ЗАДАНИЕ 1: Из какого документа, согласно отрывку о Митрополите Валентине, видно, что он противоречит самому себе?

ВЫБРАННЫЙ ТЕКСТ:
+---+
Не имея официальной публикации этого постановления, в свое время лишь частично пересказанного в пресс-релизе для "Вертограда", я не могу проверить точность пересказа, сделанного Митрополитом Валентином. Теоретически я вынужден допускать, что она может быть невысока. Чуть выше (при разборе п. 6 обвинительного заключения) мы уже сталкивались с примером весьма ненадежного пересказа в устах Митрополита Валентина даже и общедоступного текста.

Как бы ни обстояло дело с текстом синодального постановления от 2002 года, из текста протокола от 5 сентября видно, что Митрополит Валентин впадает в противоречие самому себе по конкретным и крайне важным для его же аргументации фактам, но не замечает этого. Если бы у самого Митрополита Валентина было бы представление о том, что постановил и чего не постановлял Всероссийский Поместный Собор, то подобные самопротиворечия были бы исключены. Но именно такие противоречия обыкновенно возникают тогда, когда человек пытается пользоваться чужой аргументацией, которую сам понимает плохо.
+---+
ИСХОДНЫЕ ЗАПИСИ:
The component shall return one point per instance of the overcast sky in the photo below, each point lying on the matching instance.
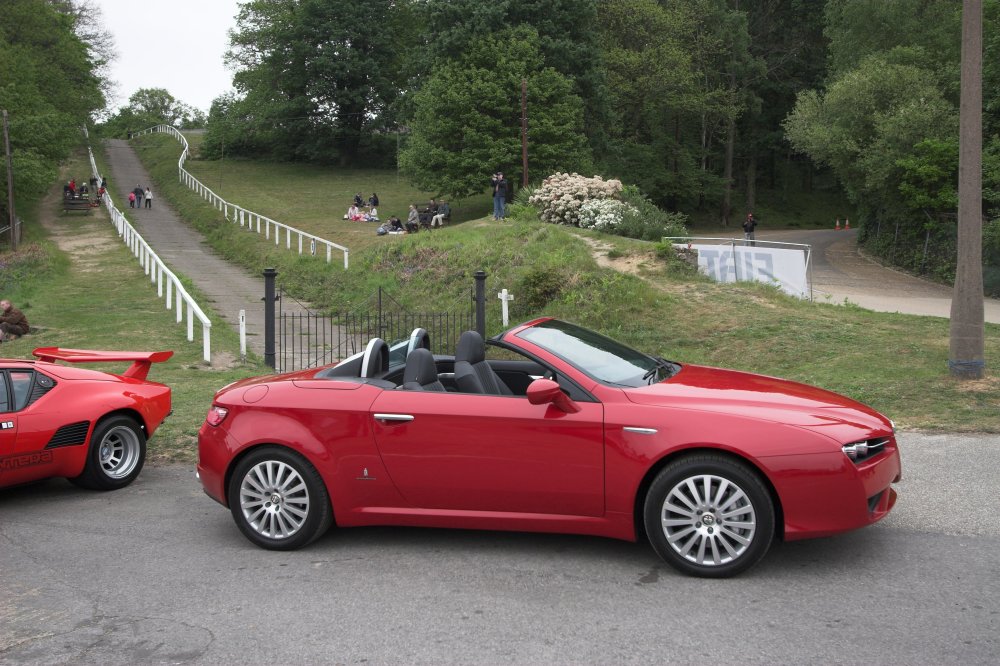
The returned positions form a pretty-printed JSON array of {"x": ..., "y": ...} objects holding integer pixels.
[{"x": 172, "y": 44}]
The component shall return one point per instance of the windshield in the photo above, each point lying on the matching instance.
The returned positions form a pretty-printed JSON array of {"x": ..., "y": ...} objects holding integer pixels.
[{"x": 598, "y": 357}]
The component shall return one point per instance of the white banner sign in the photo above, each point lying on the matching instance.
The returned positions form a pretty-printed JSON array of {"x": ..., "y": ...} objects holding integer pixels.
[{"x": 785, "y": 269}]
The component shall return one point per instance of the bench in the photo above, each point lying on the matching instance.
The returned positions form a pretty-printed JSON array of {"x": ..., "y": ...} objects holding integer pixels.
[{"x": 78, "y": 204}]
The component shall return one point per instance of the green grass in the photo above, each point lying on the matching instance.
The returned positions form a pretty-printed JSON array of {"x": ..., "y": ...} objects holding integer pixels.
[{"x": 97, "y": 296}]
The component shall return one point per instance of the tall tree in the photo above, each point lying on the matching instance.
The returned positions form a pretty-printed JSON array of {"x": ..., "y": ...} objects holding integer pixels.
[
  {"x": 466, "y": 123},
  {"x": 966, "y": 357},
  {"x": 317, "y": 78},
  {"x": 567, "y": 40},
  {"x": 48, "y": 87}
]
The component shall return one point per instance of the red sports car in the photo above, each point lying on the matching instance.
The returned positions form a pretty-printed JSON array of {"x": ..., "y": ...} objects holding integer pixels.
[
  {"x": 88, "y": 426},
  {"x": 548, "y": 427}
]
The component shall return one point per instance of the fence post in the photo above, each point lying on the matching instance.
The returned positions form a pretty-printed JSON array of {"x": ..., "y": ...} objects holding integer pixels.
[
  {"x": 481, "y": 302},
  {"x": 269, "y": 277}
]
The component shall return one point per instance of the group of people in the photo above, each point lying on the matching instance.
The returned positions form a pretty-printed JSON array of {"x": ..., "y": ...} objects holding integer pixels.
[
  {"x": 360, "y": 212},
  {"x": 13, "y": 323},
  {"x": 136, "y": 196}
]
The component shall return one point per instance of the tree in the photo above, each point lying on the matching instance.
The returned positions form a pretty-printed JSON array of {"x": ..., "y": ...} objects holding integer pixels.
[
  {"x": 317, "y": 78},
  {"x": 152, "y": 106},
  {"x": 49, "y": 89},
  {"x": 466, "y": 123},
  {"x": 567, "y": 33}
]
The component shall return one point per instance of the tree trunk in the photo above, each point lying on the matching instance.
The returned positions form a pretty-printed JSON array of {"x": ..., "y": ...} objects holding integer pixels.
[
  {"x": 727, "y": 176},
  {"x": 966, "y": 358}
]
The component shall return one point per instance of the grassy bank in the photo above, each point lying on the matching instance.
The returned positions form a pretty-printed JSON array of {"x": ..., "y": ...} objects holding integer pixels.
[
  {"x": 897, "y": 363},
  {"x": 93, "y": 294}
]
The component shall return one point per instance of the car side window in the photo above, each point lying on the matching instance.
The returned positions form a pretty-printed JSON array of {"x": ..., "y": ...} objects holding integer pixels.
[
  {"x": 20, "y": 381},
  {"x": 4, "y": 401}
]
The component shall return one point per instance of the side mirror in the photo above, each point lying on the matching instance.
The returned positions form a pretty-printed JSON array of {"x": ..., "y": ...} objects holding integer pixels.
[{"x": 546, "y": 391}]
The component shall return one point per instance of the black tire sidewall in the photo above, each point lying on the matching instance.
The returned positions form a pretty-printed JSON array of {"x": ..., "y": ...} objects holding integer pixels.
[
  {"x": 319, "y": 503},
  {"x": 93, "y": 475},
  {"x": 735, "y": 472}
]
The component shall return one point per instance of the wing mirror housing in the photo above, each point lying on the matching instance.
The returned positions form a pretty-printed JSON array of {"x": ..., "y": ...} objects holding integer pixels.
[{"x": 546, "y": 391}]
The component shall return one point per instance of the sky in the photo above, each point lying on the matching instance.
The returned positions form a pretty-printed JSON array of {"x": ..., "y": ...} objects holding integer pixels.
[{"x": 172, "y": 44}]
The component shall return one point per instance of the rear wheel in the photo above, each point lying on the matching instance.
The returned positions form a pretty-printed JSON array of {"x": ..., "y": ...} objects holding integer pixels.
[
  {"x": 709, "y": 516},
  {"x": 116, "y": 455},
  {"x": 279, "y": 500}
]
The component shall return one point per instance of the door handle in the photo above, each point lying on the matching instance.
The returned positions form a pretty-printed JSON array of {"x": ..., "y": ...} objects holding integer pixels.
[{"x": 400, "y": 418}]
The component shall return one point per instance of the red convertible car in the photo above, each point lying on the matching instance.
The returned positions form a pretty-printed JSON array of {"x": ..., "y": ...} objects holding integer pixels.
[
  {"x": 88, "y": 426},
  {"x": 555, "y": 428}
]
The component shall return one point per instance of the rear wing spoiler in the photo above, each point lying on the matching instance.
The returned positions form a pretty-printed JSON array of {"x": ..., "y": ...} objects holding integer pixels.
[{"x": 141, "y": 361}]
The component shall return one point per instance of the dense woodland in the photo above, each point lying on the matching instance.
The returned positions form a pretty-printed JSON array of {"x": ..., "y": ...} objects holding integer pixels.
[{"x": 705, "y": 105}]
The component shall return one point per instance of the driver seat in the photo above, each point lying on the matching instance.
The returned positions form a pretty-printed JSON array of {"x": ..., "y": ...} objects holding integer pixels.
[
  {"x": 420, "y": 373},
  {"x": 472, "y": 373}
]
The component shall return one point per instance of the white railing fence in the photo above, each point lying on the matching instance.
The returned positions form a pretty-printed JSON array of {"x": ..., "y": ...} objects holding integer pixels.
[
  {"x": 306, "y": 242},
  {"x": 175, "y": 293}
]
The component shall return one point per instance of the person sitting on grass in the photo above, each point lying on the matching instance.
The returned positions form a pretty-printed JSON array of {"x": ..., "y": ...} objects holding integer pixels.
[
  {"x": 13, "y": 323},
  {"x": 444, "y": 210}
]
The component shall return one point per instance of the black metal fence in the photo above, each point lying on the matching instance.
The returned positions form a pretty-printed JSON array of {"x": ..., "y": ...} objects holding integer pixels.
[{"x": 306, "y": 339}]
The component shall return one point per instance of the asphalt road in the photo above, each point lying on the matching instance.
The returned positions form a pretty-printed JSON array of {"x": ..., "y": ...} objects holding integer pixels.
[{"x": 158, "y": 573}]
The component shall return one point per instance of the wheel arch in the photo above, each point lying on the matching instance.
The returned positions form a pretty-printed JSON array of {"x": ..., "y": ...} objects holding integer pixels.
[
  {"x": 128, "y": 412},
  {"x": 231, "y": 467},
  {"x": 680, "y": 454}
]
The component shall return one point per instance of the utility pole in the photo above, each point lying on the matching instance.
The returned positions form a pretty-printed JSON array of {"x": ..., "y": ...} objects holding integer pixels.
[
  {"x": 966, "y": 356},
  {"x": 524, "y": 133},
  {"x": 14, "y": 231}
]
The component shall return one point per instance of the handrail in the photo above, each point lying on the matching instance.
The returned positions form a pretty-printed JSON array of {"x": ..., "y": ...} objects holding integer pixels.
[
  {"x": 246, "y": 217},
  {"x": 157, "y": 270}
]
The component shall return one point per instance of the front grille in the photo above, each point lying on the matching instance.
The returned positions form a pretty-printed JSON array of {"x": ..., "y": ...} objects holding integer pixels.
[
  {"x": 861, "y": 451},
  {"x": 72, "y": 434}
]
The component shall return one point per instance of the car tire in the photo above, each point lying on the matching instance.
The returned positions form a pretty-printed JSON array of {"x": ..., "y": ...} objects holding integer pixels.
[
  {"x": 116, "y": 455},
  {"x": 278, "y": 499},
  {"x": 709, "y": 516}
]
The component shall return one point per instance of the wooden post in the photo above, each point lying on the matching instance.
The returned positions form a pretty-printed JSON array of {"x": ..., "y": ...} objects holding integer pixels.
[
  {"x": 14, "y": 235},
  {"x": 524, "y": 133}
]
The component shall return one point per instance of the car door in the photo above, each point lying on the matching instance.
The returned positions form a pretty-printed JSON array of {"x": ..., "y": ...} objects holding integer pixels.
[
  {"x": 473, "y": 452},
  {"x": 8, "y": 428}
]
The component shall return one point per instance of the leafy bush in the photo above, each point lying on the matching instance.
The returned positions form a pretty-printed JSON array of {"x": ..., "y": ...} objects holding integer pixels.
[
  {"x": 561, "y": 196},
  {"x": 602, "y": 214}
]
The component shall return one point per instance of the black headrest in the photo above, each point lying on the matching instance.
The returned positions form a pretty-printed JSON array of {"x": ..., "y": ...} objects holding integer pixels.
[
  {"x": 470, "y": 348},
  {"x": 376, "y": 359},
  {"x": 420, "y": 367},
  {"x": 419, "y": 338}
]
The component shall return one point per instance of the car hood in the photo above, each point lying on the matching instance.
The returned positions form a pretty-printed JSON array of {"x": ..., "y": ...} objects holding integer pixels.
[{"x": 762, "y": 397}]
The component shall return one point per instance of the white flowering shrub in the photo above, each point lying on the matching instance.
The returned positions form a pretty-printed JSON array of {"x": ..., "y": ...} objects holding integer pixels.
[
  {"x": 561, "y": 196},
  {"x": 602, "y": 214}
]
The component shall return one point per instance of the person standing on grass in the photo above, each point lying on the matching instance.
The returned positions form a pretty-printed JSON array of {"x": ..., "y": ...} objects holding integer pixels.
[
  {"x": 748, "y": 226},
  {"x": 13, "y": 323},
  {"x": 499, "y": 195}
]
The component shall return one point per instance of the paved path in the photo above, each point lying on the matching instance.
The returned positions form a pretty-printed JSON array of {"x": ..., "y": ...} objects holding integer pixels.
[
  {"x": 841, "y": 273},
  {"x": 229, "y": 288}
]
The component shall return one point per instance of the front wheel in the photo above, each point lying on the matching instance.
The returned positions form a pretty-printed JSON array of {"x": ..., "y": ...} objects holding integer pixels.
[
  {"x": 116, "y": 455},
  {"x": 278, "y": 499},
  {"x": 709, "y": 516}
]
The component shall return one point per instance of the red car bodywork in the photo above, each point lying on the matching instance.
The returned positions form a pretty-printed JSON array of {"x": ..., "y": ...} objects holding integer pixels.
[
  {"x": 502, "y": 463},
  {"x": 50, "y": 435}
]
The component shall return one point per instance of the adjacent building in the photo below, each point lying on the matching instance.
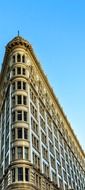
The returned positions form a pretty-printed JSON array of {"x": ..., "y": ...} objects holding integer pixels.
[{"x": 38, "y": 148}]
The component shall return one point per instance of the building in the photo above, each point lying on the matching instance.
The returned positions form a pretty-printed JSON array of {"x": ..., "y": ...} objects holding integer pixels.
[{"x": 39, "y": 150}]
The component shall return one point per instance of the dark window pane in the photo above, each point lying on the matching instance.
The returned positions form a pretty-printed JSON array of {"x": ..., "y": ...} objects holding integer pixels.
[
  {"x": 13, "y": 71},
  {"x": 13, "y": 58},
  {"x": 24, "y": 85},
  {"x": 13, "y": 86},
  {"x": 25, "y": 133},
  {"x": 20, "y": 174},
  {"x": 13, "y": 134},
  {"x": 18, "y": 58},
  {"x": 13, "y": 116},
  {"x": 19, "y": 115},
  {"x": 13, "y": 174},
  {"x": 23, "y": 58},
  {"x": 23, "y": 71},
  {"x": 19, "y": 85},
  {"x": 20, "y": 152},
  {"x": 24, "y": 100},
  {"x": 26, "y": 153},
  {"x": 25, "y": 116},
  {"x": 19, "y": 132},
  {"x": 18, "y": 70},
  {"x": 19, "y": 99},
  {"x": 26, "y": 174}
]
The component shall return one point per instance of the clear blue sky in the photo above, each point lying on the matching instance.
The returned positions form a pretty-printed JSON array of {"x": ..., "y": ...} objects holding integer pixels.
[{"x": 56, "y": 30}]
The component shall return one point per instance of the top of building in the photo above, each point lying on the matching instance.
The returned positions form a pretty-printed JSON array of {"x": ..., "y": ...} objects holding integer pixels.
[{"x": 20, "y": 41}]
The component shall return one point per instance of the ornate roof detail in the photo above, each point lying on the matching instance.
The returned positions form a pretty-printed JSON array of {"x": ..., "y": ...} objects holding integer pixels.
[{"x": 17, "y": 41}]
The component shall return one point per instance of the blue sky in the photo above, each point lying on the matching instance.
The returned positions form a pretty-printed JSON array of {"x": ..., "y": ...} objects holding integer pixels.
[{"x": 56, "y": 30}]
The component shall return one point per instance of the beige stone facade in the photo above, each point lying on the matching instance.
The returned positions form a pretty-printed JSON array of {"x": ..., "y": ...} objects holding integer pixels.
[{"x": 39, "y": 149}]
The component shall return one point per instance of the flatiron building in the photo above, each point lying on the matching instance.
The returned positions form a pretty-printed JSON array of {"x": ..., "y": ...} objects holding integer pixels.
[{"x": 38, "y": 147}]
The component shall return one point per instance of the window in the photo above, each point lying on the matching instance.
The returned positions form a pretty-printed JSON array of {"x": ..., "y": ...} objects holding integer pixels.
+---+
ЗАДАНИЕ 2: Поменяйте «window» на «door» в записях, начиная со строки, где есть «The component shall return one point per instance of the window», и до конца записей. Выпишите только эти строки, больше ничего в них не трогая.

РАЗБОР РЕШЕНИЯ 1: Из текста протокола от 5 сентября.

РАЗБОР РЕШЕНИЯ 2:
The component shall return one point per instance of the door in the photo above, each point lying on the matching instance.
The returned positions form a pretty-printed JSON array of {"x": ..., "y": ...} objects holding integer pixels.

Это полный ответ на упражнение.